Dataset records:
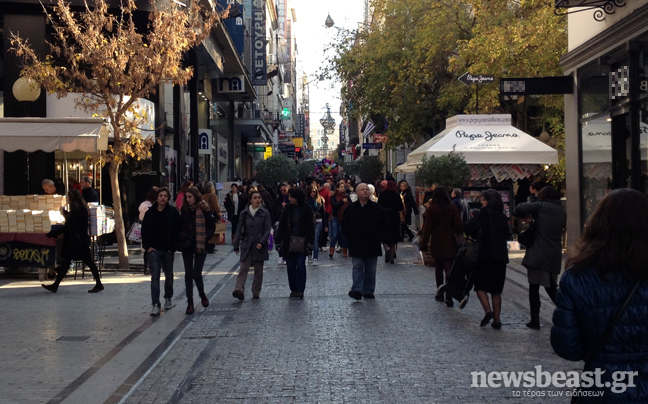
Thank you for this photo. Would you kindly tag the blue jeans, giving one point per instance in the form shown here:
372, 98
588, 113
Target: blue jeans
161, 260
336, 233
364, 274
318, 230
296, 266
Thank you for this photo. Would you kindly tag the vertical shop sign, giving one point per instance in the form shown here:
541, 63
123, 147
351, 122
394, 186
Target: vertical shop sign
260, 76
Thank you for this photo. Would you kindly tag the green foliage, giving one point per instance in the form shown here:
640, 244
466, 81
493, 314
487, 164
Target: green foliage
275, 170
370, 169
449, 171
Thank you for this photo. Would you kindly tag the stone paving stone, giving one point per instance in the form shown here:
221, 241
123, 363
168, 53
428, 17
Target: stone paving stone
401, 347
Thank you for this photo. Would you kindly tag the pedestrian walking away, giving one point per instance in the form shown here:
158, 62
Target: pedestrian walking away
363, 224
251, 244
76, 242
543, 259
294, 238
233, 205
490, 229
392, 203
160, 231
441, 224
339, 202
316, 202
197, 228
602, 303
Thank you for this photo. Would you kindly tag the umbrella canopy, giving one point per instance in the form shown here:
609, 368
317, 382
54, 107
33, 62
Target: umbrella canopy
483, 139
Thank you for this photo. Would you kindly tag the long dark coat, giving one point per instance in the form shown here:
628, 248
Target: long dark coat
393, 205
253, 230
364, 229
440, 224
305, 227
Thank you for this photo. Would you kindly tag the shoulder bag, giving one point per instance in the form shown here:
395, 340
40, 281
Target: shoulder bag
527, 236
591, 355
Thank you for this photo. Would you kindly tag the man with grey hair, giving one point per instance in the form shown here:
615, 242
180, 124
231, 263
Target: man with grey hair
363, 225
89, 194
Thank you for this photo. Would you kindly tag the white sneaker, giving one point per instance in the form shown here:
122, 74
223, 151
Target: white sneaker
156, 310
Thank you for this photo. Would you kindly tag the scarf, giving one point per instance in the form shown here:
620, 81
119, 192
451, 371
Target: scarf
200, 231
253, 211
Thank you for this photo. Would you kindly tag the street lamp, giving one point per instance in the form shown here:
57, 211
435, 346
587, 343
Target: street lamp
328, 123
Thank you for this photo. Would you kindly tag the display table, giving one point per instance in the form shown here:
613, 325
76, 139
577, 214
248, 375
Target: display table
28, 250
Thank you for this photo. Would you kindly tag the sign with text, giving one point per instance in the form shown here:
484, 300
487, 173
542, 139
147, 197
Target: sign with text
260, 68
469, 79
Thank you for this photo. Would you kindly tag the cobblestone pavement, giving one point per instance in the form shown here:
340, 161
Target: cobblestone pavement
402, 347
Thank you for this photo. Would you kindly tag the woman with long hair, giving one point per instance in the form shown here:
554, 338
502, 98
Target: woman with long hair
410, 207
543, 259
180, 198
76, 242
316, 202
440, 226
392, 204
251, 242
339, 202
197, 227
491, 229
297, 220
606, 265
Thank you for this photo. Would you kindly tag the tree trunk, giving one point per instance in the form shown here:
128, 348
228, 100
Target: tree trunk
119, 219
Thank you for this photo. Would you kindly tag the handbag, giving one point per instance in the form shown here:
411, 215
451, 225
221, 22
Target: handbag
527, 236
591, 355
135, 233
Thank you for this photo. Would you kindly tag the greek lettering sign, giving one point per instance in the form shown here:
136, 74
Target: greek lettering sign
234, 84
260, 69
204, 141
469, 79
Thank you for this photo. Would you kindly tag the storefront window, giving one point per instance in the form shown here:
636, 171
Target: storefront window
596, 136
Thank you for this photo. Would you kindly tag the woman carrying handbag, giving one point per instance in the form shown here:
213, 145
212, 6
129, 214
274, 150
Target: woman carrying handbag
197, 227
251, 242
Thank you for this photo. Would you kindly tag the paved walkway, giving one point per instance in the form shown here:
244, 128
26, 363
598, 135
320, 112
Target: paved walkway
75, 347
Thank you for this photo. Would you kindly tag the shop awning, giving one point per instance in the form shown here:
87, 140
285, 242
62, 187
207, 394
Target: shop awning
50, 134
483, 139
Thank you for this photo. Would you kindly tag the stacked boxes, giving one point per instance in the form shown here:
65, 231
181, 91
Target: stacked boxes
30, 213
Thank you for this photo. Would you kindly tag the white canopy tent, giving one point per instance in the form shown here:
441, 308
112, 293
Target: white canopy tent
67, 135
483, 139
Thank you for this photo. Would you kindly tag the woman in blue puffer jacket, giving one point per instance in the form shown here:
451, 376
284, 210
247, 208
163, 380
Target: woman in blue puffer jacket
609, 260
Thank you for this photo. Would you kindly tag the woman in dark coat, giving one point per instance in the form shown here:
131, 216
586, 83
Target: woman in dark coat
197, 227
440, 226
76, 242
606, 264
252, 242
543, 259
298, 220
491, 229
410, 207
339, 202
392, 204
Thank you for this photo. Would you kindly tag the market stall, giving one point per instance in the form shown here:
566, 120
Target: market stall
25, 219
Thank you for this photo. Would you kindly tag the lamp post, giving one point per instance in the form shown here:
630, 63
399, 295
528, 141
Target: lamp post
328, 123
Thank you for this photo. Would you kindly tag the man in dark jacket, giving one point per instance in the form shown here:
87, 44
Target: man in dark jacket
160, 231
363, 226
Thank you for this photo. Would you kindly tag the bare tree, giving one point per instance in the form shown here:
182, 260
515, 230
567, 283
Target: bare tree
101, 54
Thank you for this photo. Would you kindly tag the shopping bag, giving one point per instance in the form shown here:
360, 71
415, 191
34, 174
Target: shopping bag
135, 233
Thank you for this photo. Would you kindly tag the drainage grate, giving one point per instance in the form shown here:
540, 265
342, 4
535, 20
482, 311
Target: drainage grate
72, 338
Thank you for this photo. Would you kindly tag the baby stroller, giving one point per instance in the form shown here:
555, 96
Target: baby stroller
459, 282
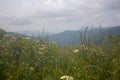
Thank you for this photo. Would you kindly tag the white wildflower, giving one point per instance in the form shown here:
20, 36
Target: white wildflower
66, 78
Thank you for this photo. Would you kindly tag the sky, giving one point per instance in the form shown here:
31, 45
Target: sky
58, 15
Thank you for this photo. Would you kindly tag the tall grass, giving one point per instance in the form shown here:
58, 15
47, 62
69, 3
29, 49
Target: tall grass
22, 58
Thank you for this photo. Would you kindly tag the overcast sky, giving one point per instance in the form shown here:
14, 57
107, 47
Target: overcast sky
57, 15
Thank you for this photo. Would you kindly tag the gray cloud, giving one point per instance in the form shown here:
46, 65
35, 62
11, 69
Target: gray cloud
57, 15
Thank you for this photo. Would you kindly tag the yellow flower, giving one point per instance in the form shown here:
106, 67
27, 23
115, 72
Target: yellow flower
66, 78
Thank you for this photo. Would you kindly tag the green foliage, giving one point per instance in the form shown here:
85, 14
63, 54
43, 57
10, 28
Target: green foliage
22, 58
2, 32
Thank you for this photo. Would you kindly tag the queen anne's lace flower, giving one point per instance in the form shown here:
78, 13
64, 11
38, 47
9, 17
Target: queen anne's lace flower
66, 78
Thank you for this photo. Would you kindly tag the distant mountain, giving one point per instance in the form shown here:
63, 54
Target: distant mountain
73, 37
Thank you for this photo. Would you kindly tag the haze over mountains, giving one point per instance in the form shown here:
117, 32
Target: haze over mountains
72, 37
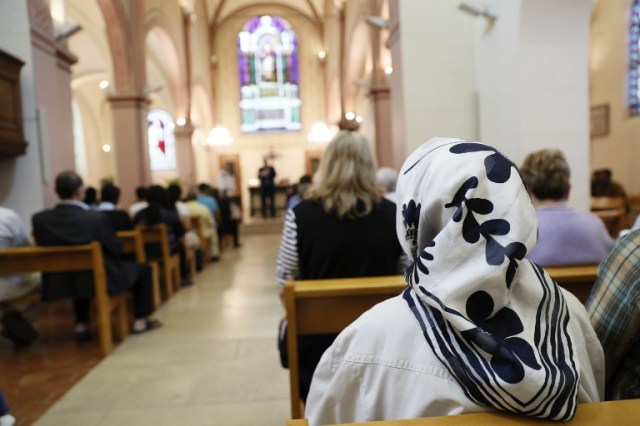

* Task requirements: Could you echo every one of the lines above word for word, leaving the pictures out of your reply?

* Solution for this problem:
Thank you for this photo. Would you kindly tag the blue jeans, giving one point per instance in the form shown here:
372, 98
588, 113
Target: blue jeans
161, 260
336, 233
364, 274
318, 230
296, 266
Thank you for this photo. Would you kindly tag the vertical shop sign, giving one point per instance in the form shown here:
541, 63
123, 147
351, 122
394, 186
Target: vertical shop sign
260, 76
Thank you for this photo. Would you kindly tag the green foliage, giving one point per instance in the form shown here:
640, 244
466, 81
493, 314
487, 164
Target: green foliage
275, 170
370, 169
449, 171
Thank you for this photo. Would you kindly tag the stone paving stone, giving one point per instance in the form shown here:
221, 241
123, 363
168, 53
428, 17
Target: stone paving stone
401, 347
Thank you for this photo. Would you kindly tag the pedestrian walking away, giving one point per instance in the form shown here:
158, 62
Target: pedestrian walking away
363, 224
251, 244
76, 242
543, 259
294, 238
233, 205
490, 229
392, 203
160, 231
441, 224
339, 202
316, 202
197, 228
602, 303
Thank you for this photo. Would you kindly tag the umbrella canopy, giving one point per instance in the form shown here:
609, 368
317, 382
54, 107
33, 62
Target: umbrella canopy
483, 139
Thank you for this photo. Would you kindly tag the long dark coat, giving one point per instance in the form shown here:
628, 248
Target: long dark coat
393, 205
253, 230
364, 229
440, 224
305, 227
Thank you for this photo. Would you kindly tag the shoulder bag, giving one point per instance in the form shown here:
395, 340
40, 281
Target: shoulder bag
527, 236
591, 355
Thank you for this photo. Would you kindly tag the man with grey hair, giving one point per instance in the form shown here:
615, 242
180, 124
231, 263
Target: man with grey hair
363, 225
89, 194
Thank you for this photo. Would you kindly tag the white sneaker, giving one point per instance in the form shown here:
122, 74
223, 151
Target: white sneaker
156, 310
Thank you for this photo. Would you kindly tag the scarf, giving one point per instance in the form shown here:
620, 81
119, 192
451, 371
Target: scarf
200, 231
253, 211
Thank you for this photo. Would you kindly tag the street lamp, giving one point per instance in the form shown here:
57, 211
435, 346
587, 343
Target: street lamp
328, 123
Thank you for this photo. Would you kindly tag the display table, giving one point per instance in the form shown here:
613, 325
76, 139
577, 214
248, 375
Target: display table
28, 250
Thank you for this photo. Would you kindly tag the sign with text, giving one point per instance in the form shown here:
484, 300
487, 173
542, 139
147, 197
Target: sign with text
260, 68
469, 79
Thank you for this photo. Would you kindly tag the cobblestone pavement, giving one point per instance in the form shown here:
340, 161
Target: cobblestone pavement
402, 347
Thank you for this photo. Would you kindly tag the woman with long hair, giving one point per instance in the form shown here:
554, 338
502, 98
Target: woman with long hair
410, 207
543, 259
180, 198
76, 242
316, 202
440, 226
392, 204
251, 242
339, 202
197, 227
491, 229
297, 220
606, 265
Thank you for this photo. Would you kindly tag the tree trunk, giving one point per instance in the form shown here:
128, 348
228, 100
Target: tree trunk
119, 219
Thank you for this photo. Would you kindly tag the handbag, giving one point per instance in the form shown here:
411, 215
451, 225
221, 22
Target: handbag
527, 236
591, 355
135, 233
Thank you for this photo. Would you kindly tag the greek lettering sign, giving one point per instance in the form shown here:
136, 74
Target: greek lettering sign
234, 84
260, 69
204, 141
469, 79
Thank you for this photo. Would you kindly tag the storefront window, giving one point per instance in the form shown here:
636, 171
Target: storefront window
596, 136
Thank you for this photo. Would you kindly tag the woman carrying handbag, giving one point per instance in the form shown here:
213, 145
212, 6
129, 214
274, 150
Target: woman carrying handbag
197, 227
251, 242
Thank you for this photo. Would you kindly tag the paved walkway, giving one point per instance in the form shown here:
244, 128
26, 363
598, 135
320, 112
Target: paved walkway
75, 347
Thank you for this photo. Would you kindly tag the shop awning, giving one point per instance in the form shown here:
87, 140
285, 242
62, 187
207, 394
Target: shop awning
50, 134
483, 139
Thank you for this photo. Would you kindly tag the stacked boxes, giving one point per instance in the form shown here:
65, 231
181, 91
Target: stacked boxes
30, 213
Thank you for this photo. Would you kindly tag the white canopy tent, giving one point per instance in the form shown here:
441, 308
112, 293
Target: white canopy tent
67, 135
483, 139
Thank you for this photo. Would you kindly tag the woman in blue puffer jacket, giving one point per instance in the form shown here:
451, 376
284, 210
247, 208
163, 380
Target: woman in blue puffer jacket
609, 260
Thank you for this photo. Would you kindly tag the woman in dark coat, giving one point per instance in the form shown here:
131, 216
586, 83
Target: woman in dark coat
197, 227
440, 226
76, 242
606, 264
252, 242
543, 259
298, 220
491, 229
410, 207
339, 202
392, 204
Thank you for this photo. Would you kindly tag the market stall, giving one point per instance in the form shown here:
566, 120
Target: market stall
25, 219
Thank you for this photo. Would you kindly tag the lamp post, giving one point per instance in the form shown here:
630, 63
399, 295
528, 141
Target: lamp post
328, 123
Thank you for this photo. Would you kindly tag the man in dark jacket, giving one point per instance in the form shown here:
87, 44
Target: man in dark jacket
160, 231
363, 226
Thank you for this photo. Would you kindly tag the bare tree, giving one point per instance in the form shown here:
182, 260
515, 230
567, 283
Target: bare tree
101, 54
Thank you for this photo. Would you kindly tag the shopping bag, giving one point per instance in the form shown here:
360, 71
415, 191
34, 174
Target: shopping bag
135, 233
Thank you for this photo. Would you kindly tag the drainage grate, giving one point per instance in the form shown here:
540, 265
342, 4
535, 20
482, 311
Target: drainage grate
72, 338
Thank you for this photo. Would you kindly tag the baby stroller, giving one point per instance in the form shown here:
555, 96
Target: baby stroller
459, 282
Thank you for this photo. Would you kindly tag the white wildflower, giving one point per instance in the form shown here:
20, 36
Target: white wildflower
66, 78
Thank you for this photo. Would you kindly tag the sky, giving one point per instance in the form shown here:
31, 45
Target: sky
58, 15
Thank you for this photo. Would you kindly tag the tall grass, giving one point per instance in the form shown here:
58, 15
47, 62
69, 3
29, 49
Target: tall grass
22, 58
Thank you for this photo. Would you kindly tag the overcast sky, giving one point per instance in the form shown here:
14, 57
107, 47
Target: overcast sky
57, 15
Thank you for this photo. Would you kindly tag the gray cloud, giving one point per instance in the form shown here:
46, 65
35, 62
11, 69
Target: gray cloud
57, 15
Thank you for this photo. Would you kindly tag the yellow flower, giving one point per instance in the form shown here:
106, 67
27, 23
115, 72
Target: yellow flower
66, 78
Thank you for this photo. Would you kindly tag the green foliage, giving one point per instance in the form shown here:
85, 14
63, 54
43, 57
10, 28
Target: green foliage
22, 58
2, 32
Thank you for this photo. Would you kindly tag the queen anne's lace flower, giving one point per instance in the form shown here:
78, 13
64, 11
38, 47
9, 17
Target: queen anne's lace flower
66, 78
Thank you for this photo. Would you kindly tag the distant mountain, giving one point per instance in the form shown here:
63, 54
Target: distant mountain
73, 37
Thank you for this photo. Would you kindly tag the haze over mountains, giving one point per instance in the form shown here:
117, 32
Target: haze over mountains
72, 37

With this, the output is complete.